Records:
━━━━━━━━━━━━━━━━━━━━━━━━━━━━━━

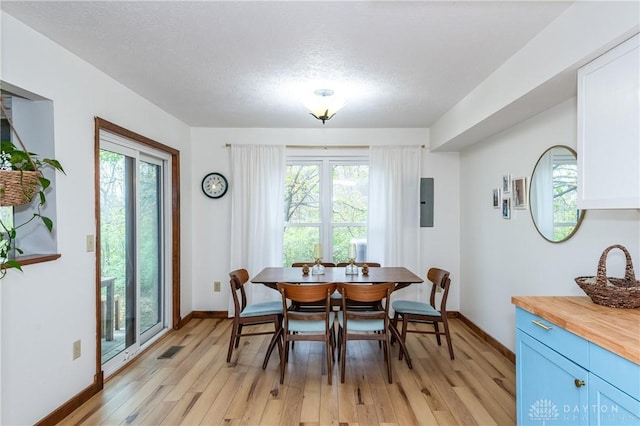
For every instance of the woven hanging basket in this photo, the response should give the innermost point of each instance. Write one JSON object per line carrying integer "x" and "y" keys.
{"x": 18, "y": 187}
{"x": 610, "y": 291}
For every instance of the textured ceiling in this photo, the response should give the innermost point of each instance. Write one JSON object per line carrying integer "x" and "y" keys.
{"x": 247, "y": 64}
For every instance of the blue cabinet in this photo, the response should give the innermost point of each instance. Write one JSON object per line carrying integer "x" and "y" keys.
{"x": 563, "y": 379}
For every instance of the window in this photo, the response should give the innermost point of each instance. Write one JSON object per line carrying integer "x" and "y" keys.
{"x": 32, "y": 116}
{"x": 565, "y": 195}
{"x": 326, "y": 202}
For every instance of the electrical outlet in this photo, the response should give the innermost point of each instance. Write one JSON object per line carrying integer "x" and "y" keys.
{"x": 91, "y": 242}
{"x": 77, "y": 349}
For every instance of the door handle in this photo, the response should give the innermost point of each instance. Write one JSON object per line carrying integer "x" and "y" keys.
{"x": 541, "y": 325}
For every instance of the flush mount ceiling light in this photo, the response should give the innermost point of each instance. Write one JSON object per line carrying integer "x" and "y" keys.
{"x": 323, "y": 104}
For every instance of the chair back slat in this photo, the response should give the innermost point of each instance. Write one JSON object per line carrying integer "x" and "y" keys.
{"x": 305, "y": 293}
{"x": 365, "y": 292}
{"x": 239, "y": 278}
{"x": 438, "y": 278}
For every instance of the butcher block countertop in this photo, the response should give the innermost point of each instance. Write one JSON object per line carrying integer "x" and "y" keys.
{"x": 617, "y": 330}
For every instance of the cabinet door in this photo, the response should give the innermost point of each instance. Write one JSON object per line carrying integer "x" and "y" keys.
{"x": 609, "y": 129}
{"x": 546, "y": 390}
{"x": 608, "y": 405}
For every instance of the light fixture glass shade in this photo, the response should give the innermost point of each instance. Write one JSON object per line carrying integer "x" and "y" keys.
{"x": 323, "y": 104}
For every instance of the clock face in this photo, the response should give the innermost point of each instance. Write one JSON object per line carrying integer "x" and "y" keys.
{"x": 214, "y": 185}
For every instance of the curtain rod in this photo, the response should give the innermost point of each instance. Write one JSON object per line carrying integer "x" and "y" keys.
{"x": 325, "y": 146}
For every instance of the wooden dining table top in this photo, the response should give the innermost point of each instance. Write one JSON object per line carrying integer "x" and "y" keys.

━━━━━━━━━━━━━━━━━━━━━━━━━━━━━━

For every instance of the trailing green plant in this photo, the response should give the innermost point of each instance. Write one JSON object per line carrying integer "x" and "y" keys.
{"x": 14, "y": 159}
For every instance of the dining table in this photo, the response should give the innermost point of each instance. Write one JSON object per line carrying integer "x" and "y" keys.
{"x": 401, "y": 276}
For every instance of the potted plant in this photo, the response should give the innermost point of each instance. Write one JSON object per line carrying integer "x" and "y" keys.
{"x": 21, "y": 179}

━━━━━━━━━━━━━━━━━━━━━━━━━━━━━━

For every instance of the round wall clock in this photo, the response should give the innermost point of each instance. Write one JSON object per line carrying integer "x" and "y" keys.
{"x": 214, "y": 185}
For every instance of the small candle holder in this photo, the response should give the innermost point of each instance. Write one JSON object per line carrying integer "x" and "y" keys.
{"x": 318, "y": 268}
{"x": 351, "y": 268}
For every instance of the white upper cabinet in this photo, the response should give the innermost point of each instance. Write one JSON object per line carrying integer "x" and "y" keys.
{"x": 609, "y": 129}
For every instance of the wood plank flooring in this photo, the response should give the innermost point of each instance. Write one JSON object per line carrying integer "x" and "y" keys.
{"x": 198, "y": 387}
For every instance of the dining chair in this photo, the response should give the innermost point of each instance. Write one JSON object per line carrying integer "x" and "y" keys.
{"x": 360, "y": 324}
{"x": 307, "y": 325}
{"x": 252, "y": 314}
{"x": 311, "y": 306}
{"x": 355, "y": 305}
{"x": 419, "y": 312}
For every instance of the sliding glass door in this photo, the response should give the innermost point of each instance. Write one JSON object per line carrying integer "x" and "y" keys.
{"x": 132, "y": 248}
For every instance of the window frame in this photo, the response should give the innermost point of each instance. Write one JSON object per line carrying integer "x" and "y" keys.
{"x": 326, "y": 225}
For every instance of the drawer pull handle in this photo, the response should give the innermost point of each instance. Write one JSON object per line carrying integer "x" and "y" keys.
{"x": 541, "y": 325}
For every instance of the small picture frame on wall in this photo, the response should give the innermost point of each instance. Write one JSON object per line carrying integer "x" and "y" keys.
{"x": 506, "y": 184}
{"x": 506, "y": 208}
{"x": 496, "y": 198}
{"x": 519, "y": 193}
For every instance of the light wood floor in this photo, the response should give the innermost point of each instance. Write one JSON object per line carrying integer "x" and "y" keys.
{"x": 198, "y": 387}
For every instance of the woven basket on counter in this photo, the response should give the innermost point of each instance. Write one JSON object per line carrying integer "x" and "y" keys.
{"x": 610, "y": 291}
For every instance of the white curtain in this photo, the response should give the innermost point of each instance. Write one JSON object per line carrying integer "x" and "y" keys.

━━━━━━━━━━━━━━━━━━━━━━━━━━━━━━

» EXERCISE TASK: From the line with "For every instance of the cabinet" to the line with "For every instance of the wooden", rewrite the records with "innermost point" changed to "central point" and everything else the same.

» SOLUTION TO THIS PROBLEM:
For every instance of the cabinet door in this photo, the response should give the central point of each instance. Write one JSON object per line carrying integer "x" and "y" keys.
{"x": 609, "y": 129}
{"x": 546, "y": 390}
{"x": 608, "y": 405}
For every instance of the light fixture glass shade in this photo, the response should give the central point of each instance. Write one JSON object per line carrying integer "x" and "y" keys.
{"x": 323, "y": 104}
For every instance of the clock face in this photo, the response should give the central point of each instance. Write one JSON object per line carrying integer "x" and "y" keys.
{"x": 214, "y": 185}
For every instance of the curtain rod in this photo, the response should give the central point of each instance. Write one JSON object per line carrying integer "x" and "y" keys.
{"x": 325, "y": 146}
For every instance of the wooden dining table top in this photo, the response should give the central point of each instance. Write one JSON object per line carrying integer "x" and "y" keys.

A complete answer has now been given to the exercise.